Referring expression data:
________________________
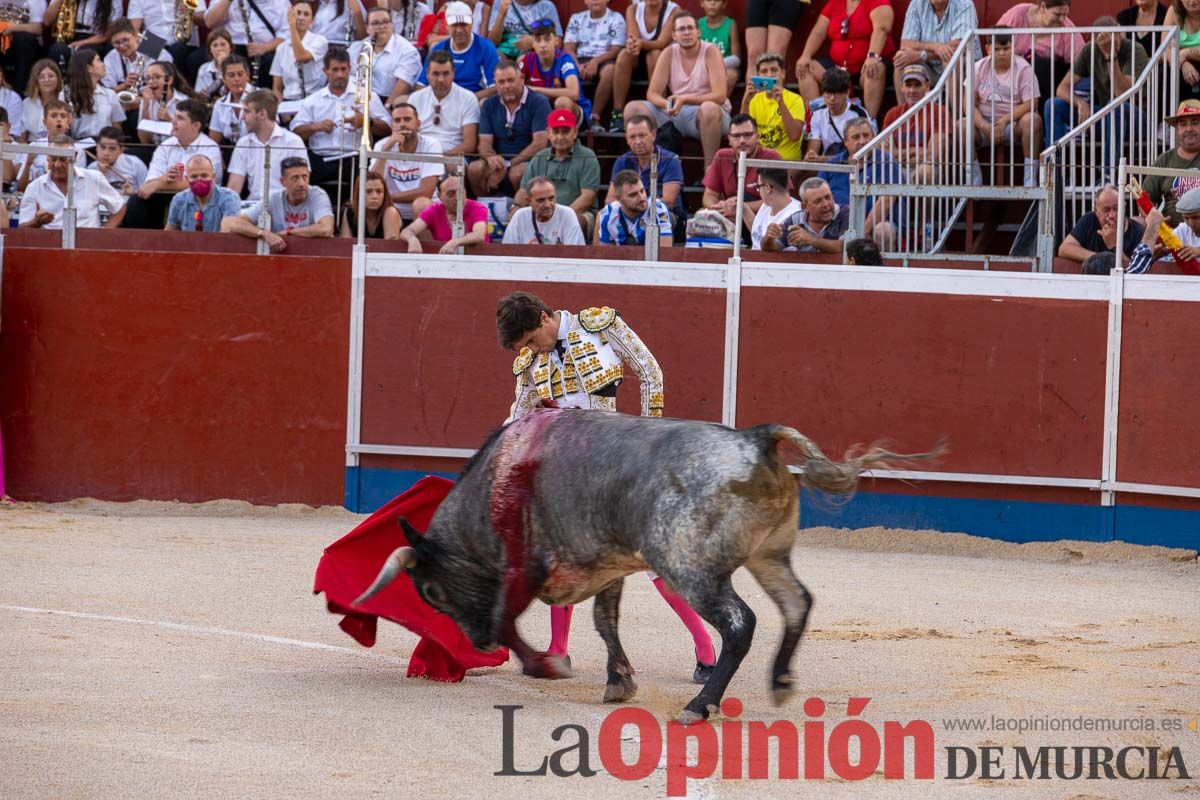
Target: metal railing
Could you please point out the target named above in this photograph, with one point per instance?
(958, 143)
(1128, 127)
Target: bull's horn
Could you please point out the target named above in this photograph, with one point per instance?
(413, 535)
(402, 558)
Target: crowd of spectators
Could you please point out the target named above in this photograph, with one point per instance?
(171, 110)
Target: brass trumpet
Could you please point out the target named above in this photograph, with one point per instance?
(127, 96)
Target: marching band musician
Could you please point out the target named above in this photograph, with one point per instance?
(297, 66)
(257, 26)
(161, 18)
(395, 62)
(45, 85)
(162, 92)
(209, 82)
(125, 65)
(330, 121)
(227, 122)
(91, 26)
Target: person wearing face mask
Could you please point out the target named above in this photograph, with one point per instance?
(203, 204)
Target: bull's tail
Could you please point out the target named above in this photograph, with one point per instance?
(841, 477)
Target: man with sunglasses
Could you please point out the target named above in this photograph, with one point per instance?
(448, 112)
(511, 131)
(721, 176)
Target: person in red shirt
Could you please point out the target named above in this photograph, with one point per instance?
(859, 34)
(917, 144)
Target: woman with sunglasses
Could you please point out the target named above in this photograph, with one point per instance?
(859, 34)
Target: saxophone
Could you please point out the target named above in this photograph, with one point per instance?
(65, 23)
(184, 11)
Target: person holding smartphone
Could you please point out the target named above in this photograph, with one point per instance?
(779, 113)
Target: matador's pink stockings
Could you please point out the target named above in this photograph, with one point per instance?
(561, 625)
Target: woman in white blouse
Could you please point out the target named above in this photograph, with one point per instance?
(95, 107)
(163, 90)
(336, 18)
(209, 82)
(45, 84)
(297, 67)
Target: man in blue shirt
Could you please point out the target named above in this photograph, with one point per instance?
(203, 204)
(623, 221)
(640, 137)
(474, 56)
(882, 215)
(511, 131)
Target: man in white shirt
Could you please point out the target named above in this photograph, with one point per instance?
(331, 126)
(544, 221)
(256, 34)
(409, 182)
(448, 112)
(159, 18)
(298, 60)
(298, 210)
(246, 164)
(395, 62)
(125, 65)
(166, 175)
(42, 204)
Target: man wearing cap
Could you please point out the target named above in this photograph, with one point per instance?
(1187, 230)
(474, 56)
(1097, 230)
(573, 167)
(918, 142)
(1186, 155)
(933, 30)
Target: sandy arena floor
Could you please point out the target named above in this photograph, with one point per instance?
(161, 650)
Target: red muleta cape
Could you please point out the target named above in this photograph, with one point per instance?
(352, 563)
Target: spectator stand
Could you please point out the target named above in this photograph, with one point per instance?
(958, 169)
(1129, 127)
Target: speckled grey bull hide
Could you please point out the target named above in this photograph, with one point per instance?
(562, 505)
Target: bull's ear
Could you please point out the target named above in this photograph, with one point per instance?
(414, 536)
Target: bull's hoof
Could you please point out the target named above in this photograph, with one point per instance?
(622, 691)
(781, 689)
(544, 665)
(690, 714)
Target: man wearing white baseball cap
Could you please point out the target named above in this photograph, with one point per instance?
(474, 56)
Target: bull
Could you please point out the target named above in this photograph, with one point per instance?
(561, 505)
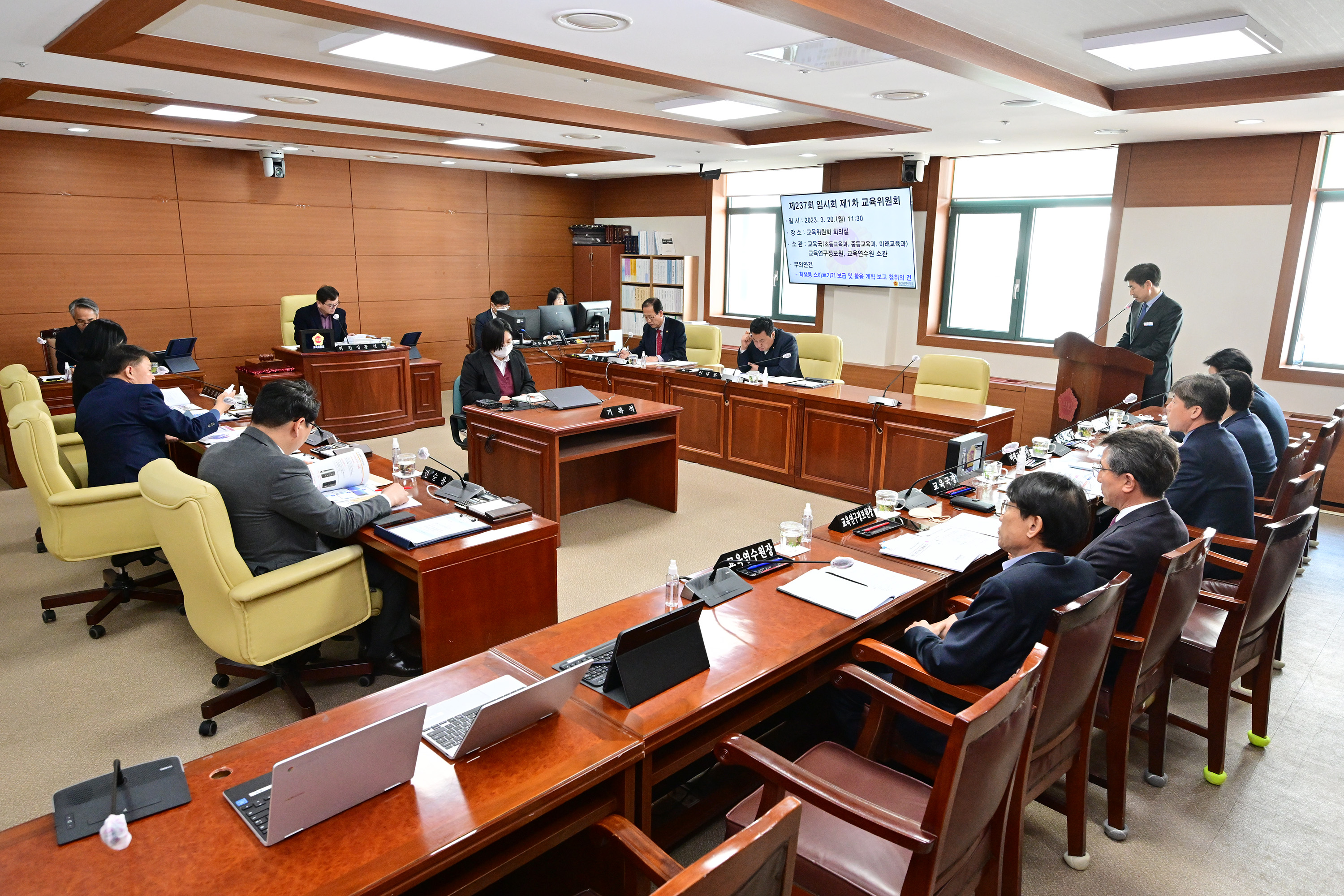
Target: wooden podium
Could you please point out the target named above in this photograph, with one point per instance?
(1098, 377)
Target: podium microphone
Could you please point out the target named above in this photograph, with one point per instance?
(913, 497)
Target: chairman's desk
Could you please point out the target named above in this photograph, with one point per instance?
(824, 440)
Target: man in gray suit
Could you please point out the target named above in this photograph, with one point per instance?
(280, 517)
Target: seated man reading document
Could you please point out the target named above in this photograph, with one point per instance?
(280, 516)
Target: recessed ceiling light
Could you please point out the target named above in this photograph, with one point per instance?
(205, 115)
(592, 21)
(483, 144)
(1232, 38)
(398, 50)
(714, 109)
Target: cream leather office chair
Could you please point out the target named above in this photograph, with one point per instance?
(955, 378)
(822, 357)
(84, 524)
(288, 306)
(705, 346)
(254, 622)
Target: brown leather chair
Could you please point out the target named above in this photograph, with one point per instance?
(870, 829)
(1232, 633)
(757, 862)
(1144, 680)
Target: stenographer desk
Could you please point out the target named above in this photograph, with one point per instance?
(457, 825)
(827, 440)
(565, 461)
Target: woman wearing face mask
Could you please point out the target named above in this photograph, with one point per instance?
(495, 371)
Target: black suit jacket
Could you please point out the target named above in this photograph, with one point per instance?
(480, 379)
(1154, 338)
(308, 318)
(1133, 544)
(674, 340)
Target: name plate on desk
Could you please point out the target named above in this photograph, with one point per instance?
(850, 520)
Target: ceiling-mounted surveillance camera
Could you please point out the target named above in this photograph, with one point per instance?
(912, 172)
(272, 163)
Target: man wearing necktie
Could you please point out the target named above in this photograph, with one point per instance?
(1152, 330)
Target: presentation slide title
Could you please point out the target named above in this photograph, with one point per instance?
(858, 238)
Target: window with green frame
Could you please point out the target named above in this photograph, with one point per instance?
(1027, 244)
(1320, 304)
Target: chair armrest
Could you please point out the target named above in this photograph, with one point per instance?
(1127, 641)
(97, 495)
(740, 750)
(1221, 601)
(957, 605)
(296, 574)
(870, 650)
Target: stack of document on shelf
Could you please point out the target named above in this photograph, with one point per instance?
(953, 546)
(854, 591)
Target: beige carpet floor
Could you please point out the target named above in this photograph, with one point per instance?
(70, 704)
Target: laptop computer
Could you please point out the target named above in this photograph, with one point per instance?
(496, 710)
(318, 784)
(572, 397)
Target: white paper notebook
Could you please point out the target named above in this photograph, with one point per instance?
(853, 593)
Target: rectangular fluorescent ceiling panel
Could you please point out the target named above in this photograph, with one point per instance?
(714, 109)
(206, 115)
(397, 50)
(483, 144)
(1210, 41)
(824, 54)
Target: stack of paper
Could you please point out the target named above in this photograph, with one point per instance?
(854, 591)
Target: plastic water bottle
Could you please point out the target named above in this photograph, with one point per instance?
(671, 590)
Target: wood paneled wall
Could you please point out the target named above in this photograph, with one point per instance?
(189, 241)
________________________
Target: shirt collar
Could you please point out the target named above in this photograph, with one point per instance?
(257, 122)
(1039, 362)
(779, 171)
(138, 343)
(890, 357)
________________________
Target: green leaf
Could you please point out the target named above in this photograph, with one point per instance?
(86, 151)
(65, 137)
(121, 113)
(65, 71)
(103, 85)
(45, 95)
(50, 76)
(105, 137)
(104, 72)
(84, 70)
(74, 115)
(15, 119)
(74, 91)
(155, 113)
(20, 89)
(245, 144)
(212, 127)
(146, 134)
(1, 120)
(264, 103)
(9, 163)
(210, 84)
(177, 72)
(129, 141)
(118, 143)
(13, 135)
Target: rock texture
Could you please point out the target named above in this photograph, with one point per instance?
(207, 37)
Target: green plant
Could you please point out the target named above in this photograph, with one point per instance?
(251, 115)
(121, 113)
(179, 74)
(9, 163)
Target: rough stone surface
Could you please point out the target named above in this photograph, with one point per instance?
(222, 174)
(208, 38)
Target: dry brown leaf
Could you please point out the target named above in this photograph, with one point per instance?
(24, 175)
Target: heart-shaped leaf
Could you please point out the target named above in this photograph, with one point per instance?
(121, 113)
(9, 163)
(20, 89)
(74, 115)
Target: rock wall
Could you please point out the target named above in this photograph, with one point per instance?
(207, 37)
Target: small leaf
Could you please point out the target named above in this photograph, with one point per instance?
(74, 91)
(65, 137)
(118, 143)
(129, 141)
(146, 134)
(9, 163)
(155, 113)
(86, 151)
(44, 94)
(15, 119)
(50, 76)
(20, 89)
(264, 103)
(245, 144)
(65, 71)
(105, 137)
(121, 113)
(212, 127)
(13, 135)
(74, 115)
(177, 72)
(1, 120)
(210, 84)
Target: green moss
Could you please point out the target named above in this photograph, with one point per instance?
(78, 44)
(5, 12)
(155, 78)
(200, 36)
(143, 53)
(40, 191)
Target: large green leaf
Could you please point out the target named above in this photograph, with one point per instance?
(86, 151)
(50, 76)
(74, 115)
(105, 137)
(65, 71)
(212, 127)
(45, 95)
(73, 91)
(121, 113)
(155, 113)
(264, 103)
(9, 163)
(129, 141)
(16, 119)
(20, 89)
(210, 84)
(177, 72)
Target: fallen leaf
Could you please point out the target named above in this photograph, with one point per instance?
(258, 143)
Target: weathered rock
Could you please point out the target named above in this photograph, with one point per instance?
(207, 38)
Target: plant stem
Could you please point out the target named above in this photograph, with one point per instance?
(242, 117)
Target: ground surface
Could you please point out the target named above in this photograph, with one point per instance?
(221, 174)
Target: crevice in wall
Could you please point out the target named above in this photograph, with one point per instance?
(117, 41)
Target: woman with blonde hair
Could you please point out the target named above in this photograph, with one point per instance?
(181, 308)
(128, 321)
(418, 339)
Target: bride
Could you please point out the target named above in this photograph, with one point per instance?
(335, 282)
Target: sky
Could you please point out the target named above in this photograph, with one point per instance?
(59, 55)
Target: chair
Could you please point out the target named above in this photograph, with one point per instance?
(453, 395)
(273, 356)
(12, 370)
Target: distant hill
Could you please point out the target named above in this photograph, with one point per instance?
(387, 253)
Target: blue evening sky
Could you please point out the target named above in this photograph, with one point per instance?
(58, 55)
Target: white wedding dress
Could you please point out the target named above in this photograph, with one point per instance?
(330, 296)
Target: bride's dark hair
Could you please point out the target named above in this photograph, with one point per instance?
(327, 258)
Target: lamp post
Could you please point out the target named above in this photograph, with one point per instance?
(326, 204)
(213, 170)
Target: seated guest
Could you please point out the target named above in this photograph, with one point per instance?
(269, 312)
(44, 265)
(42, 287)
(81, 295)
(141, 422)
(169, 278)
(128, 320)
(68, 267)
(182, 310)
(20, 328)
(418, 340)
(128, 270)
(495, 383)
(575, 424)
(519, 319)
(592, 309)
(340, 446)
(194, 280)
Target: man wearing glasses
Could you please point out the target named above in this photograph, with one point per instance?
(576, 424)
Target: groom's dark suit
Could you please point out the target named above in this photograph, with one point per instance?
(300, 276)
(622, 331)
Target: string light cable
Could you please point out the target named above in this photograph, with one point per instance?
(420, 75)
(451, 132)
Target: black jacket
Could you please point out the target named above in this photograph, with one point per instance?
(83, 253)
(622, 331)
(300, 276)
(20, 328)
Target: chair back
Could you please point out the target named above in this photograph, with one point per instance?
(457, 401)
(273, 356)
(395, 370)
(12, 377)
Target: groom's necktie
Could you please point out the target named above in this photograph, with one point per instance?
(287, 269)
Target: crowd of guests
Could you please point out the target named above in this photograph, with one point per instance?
________________________
▸ YOUR GOAL:
From the records above, copy out the line with "Target: metal railing", the line with "Target: bull's tail", and every line between them, word for word.

▸ RESPONSE AREA:
Target: metal railing
Could you please point out the target named above in this photograph, with one point per instance?
(958, 143)
(1128, 127)
Target: bull's horn
Could you please point out the target named above in this photograph, with one point per instance?
(413, 535)
(402, 558)
Target: crowd of spectators
Could you please point out the target named above in this photograph, with one point per instance?
(171, 110)
Target: brass trumpet
Could you please point out the target named above in this photograph, with one point per instance?
(127, 96)
Target: marching band musician
Could you please point out the target named above in this photograph, with one point per instance?
(297, 66)
(257, 26)
(161, 18)
(395, 62)
(45, 85)
(162, 92)
(209, 82)
(125, 65)
(330, 121)
(227, 122)
(91, 26)
Target: person wearing face mask
Could you please point out the target named above in this photograph, with one point per instance?
(203, 204)
Target: bull's tail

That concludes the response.